Entries taken from a collection:
____

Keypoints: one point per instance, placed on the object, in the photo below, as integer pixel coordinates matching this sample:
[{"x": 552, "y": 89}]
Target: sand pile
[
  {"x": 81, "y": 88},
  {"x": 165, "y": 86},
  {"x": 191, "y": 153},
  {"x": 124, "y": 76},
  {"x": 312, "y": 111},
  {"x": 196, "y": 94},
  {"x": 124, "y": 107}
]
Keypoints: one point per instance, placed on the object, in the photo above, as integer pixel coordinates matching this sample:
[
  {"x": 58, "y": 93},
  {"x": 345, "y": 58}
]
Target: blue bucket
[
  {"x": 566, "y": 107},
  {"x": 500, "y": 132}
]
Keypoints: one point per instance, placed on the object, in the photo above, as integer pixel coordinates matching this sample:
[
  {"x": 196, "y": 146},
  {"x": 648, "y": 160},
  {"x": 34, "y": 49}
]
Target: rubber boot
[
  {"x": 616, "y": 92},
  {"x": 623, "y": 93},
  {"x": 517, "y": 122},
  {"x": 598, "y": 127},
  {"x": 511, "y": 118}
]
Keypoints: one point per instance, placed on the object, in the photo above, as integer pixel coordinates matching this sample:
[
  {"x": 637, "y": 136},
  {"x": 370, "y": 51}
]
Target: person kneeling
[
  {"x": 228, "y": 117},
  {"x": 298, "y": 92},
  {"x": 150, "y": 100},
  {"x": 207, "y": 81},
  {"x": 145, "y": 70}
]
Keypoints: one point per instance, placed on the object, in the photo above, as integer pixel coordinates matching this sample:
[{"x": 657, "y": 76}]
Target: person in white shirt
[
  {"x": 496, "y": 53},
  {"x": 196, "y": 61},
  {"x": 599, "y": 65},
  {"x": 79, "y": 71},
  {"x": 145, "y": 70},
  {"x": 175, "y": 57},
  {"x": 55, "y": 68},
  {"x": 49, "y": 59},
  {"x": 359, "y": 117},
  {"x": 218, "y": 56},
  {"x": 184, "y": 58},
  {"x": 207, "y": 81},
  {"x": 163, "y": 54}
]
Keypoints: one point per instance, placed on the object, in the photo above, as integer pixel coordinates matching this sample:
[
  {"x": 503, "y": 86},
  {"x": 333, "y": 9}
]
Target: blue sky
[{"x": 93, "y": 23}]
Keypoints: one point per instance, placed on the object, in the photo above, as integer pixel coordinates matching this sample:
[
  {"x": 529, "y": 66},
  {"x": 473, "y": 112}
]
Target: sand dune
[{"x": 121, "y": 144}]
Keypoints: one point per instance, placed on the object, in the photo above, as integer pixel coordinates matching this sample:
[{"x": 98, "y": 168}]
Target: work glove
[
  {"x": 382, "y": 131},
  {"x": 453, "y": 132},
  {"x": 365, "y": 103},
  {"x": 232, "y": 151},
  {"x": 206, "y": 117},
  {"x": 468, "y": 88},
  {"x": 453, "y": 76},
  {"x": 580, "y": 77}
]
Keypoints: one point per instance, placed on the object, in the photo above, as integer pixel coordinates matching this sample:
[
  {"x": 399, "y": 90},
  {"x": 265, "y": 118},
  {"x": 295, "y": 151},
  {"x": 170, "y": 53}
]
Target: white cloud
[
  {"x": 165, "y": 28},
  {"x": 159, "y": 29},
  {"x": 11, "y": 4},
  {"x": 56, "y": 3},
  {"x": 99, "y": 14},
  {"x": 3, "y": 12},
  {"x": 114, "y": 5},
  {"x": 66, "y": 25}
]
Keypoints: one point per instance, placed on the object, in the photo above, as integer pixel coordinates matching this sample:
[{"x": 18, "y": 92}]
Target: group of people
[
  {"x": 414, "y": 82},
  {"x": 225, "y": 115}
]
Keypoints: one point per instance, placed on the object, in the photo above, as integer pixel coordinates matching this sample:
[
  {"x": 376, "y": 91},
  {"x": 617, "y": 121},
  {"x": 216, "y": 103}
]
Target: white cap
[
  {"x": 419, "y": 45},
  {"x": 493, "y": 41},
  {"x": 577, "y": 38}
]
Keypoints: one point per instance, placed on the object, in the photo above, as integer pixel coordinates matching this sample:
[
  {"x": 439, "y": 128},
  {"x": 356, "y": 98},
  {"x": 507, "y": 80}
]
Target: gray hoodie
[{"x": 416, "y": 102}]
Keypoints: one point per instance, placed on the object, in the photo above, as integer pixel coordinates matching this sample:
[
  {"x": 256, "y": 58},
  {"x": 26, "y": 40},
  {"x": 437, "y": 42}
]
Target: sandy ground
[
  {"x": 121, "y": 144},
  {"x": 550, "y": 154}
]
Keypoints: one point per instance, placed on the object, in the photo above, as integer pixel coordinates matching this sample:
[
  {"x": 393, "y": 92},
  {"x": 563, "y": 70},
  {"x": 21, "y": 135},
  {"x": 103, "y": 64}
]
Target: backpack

____

:: Prompt ::
Would you reproduce the material above in full, exactly as given?

:: Answer to this task ::
Keypoints: one point per instance, placed on the object, in the photo below, as integer pixel coordinates matching this sample:
[{"x": 552, "y": 89}]
Target: sand pile
[
  {"x": 81, "y": 88},
  {"x": 165, "y": 86},
  {"x": 191, "y": 153},
  {"x": 124, "y": 76},
  {"x": 312, "y": 111},
  {"x": 196, "y": 94},
  {"x": 124, "y": 107}
]
Keypoints: one point per instance, placed on the object, in the photo above, as integer pixel coordinates matching this sample:
[
  {"x": 58, "y": 93},
  {"x": 345, "y": 58}
]
Target: blue bucket
[
  {"x": 566, "y": 107},
  {"x": 500, "y": 132}
]
Keypoints: one point per instance, placed on the object, in the photo above, as integer pixel coordinates matching this sample:
[
  {"x": 196, "y": 146},
  {"x": 648, "y": 160},
  {"x": 34, "y": 49}
]
Target: rubber boot
[
  {"x": 616, "y": 92},
  {"x": 623, "y": 93},
  {"x": 517, "y": 122},
  {"x": 598, "y": 127},
  {"x": 511, "y": 118}
]
Keypoints: one point per instance, placed on the object, in the photo above, as integer pixel coordinates matching this sample:
[
  {"x": 637, "y": 136},
  {"x": 370, "y": 51}
]
Target: person kneeling
[
  {"x": 228, "y": 117},
  {"x": 298, "y": 92},
  {"x": 150, "y": 100},
  {"x": 207, "y": 81},
  {"x": 145, "y": 70}
]
Keypoints: one point per instance, placed on the object, in the photo above, as integer pixel coordinates matching this sample:
[{"x": 657, "y": 76}]
Target: person in white shirt
[
  {"x": 496, "y": 53},
  {"x": 196, "y": 61},
  {"x": 599, "y": 65},
  {"x": 79, "y": 71},
  {"x": 145, "y": 70},
  {"x": 175, "y": 57},
  {"x": 55, "y": 68},
  {"x": 49, "y": 59},
  {"x": 359, "y": 117},
  {"x": 218, "y": 56},
  {"x": 184, "y": 58},
  {"x": 207, "y": 81},
  {"x": 163, "y": 54}
]
Keypoints: one point per instance, placed on the object, in the photo above, as integer pixel coordinates matching this sample:
[
  {"x": 503, "y": 86},
  {"x": 333, "y": 9}
]
Target: blue sky
[{"x": 93, "y": 23}]
Keypoints: one point per instance, placed on the object, in the photo above, as integer pixel coordinates matching this sample:
[
  {"x": 529, "y": 66},
  {"x": 473, "y": 112}
]
Target: sand dune
[{"x": 121, "y": 144}]
Keypoints: one point per instance, placed on the object, in the photo above, as integer pixel coordinates matching this sample:
[{"x": 98, "y": 168}]
Target: work glove
[
  {"x": 382, "y": 131},
  {"x": 453, "y": 132},
  {"x": 365, "y": 103},
  {"x": 232, "y": 151},
  {"x": 206, "y": 117},
  {"x": 468, "y": 88},
  {"x": 453, "y": 76},
  {"x": 580, "y": 77}
]
Keypoints: one point per instance, placed on the object, in the photo above, as integer pixel coordinates matching this sample:
[
  {"x": 399, "y": 90},
  {"x": 265, "y": 118},
  {"x": 295, "y": 151},
  {"x": 170, "y": 53}
]
Target: white cloud
[
  {"x": 165, "y": 28},
  {"x": 159, "y": 29},
  {"x": 11, "y": 4},
  {"x": 56, "y": 3},
  {"x": 99, "y": 14},
  {"x": 3, "y": 12},
  {"x": 114, "y": 5},
  {"x": 66, "y": 25}
]
Keypoints: one point per instance, placed on the object, in the photo above, as integer pixel coordinates matching this sample:
[{"x": 18, "y": 92}]
Target: group of people
[
  {"x": 414, "y": 82},
  {"x": 225, "y": 115}
]
Keypoints: one point per instance, placed on the object, in the photo above, as integer pixel coordinates matching this sample:
[
  {"x": 376, "y": 91},
  {"x": 617, "y": 121},
  {"x": 216, "y": 103}
]
Target: white cap
[
  {"x": 419, "y": 45},
  {"x": 493, "y": 41},
  {"x": 577, "y": 38}
]
Keypoints: one point per instance, placed on the object, in the photo above, as integer pixel coordinates matching this sample:
[
  {"x": 439, "y": 128},
  {"x": 356, "y": 98},
  {"x": 507, "y": 80}
]
Target: gray hoodie
[{"x": 416, "y": 102}]
Keypoints: one point per instance, placed on the object, in the photo above, as integer pixel coordinates matching this sample:
[
  {"x": 256, "y": 58},
  {"x": 26, "y": 40},
  {"x": 437, "y": 42}
]
Target: sandy ground
[
  {"x": 121, "y": 144},
  {"x": 550, "y": 154}
]
Keypoints: one point per instance, placed on the object, in the photo above, as integer pixel coordinates matching this sample:
[
  {"x": 393, "y": 92},
  {"x": 563, "y": 70},
  {"x": 21, "y": 135},
  {"x": 103, "y": 64}
]
Target: backpack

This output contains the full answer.